Please pick out every line below that contains the word "feather" and copy each one in full. Case counts.

» **Material**:
========================================

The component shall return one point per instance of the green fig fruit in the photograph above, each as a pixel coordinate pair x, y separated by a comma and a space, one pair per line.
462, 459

========================================

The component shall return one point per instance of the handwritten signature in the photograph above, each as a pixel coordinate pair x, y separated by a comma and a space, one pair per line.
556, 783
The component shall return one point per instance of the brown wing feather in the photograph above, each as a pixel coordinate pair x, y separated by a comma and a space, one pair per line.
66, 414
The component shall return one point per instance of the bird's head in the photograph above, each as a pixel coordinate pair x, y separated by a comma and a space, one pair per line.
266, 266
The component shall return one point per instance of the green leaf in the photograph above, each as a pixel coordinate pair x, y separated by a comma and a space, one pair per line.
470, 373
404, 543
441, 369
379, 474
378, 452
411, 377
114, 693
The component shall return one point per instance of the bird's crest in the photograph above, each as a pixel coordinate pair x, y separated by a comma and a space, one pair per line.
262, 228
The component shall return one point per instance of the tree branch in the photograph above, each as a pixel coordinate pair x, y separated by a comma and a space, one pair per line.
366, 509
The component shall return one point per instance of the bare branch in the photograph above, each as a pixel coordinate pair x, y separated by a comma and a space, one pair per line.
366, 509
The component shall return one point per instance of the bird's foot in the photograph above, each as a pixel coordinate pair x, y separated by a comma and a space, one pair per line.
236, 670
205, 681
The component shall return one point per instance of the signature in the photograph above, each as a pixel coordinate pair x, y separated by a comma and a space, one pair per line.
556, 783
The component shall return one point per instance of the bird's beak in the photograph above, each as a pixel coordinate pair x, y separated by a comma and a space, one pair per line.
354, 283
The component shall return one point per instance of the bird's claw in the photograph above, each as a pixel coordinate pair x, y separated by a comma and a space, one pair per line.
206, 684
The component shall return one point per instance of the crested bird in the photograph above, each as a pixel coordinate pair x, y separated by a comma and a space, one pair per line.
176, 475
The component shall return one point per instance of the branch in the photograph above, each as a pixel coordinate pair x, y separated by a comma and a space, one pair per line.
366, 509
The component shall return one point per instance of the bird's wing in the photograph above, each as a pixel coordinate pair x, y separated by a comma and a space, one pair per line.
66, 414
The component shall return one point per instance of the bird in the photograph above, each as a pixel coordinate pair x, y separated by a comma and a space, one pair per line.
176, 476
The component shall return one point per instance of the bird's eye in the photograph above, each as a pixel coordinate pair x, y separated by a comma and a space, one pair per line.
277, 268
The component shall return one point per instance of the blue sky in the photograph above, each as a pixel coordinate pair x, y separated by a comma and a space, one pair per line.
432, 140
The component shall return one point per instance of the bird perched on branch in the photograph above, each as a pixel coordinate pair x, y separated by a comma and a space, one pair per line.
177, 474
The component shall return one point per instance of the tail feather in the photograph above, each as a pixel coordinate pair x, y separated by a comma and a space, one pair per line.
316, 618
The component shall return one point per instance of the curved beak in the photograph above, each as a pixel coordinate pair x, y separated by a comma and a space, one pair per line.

========================================

» **Final answer**:
The component shall return one point per instance of the brown wing feather in the photograph above, each as a pixel coordinate pair x, y separated by a comma and a space, one pair per line.
The component shall return one point per instance of the tail feather in the photograph above, each as a pixel coordinate pair x, y separated by a comma and a space, one pair per line.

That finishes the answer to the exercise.